* Begin The records *

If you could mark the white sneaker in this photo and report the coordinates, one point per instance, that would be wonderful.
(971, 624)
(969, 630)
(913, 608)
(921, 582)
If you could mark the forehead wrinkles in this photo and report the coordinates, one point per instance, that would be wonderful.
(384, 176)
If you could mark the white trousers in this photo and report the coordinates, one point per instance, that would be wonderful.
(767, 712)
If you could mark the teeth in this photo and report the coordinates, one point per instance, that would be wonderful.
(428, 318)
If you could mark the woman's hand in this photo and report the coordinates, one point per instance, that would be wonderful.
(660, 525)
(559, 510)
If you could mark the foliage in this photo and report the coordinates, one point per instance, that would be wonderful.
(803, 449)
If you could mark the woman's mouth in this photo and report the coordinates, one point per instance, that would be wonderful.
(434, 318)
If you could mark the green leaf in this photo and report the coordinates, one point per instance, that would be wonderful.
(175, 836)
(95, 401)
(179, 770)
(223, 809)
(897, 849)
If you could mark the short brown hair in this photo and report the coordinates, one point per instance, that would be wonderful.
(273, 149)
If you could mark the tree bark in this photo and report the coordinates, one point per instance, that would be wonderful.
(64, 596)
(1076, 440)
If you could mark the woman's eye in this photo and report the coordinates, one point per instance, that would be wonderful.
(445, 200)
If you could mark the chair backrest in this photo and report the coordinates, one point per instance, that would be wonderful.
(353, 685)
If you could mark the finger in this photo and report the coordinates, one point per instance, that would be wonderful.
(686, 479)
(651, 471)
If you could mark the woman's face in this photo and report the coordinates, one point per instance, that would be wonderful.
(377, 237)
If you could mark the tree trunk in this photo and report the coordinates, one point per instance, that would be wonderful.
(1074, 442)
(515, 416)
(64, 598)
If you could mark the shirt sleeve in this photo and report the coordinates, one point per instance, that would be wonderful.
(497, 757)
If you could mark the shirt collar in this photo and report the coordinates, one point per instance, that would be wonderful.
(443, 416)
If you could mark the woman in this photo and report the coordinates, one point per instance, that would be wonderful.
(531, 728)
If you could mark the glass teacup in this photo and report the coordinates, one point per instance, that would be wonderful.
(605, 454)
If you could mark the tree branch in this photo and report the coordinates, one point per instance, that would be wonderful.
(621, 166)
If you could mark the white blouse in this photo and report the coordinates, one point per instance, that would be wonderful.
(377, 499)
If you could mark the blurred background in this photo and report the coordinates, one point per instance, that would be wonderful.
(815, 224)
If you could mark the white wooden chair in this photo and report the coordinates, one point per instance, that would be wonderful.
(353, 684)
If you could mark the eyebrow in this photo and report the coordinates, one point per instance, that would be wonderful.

* End The records *

# Exercise
Write out only what runs from the line holding "If you could mark the shirt sleeve" through the last line of the records, exactly as shown.

# Task answer
If you could mark the shirt sleeve in this photo and report the coordinates, one point per instance, that would be wonderful.
(497, 757)
If you could mark the shirt collar in this photo and report the coordinates, one point per instance, that would be wonderful.
(443, 416)
If you could mark the woman in this photo and report the coordinates, one point per instance, that would be wonderful.
(531, 728)
If you could mark the glass teacup in this photo and report the coordinates, one point per instance, that would be wonderful.
(605, 454)
If you could mark the tree branch in this photo and report the coordinates, one point per instance, that would be wonderful.
(621, 166)
If you could mark the white blouse in this photo and report the coordinates, one point per instance, that would be wonderful.
(377, 499)
If you could mark the blurred background in this photo and report the coordinates, one point per instance, that would be wonderful.
(815, 224)
If you could mark the white wooden chair in this photo and report the coordinates, one point per instance, that would be wonderful.
(353, 684)
If you could mark the eyebrow in this photo and report the coordinates, one point per instance, that would be wonderful.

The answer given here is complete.